Each record here should be printed again exactly; please leave its pictures out.

Referring expression data:
========
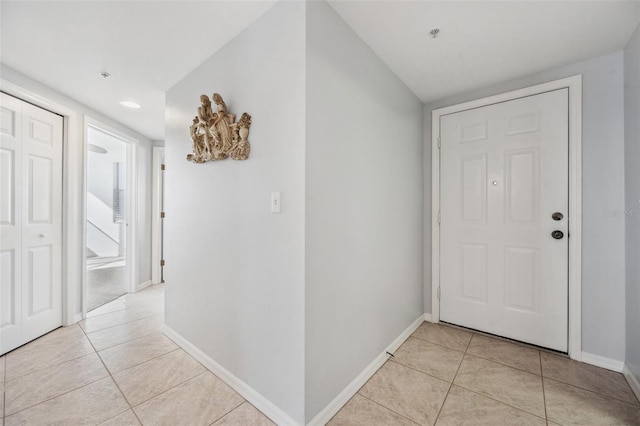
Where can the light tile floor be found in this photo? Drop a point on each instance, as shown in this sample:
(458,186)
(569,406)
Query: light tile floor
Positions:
(444,375)
(116,368)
========
### SOLUTION FOR THIS PROBLEM
Where can the light tile floor be found in this photo? Drop a point on each instance, as shown in this sample:
(458,186)
(569,406)
Query: light tile floor
Positions:
(444,375)
(116,368)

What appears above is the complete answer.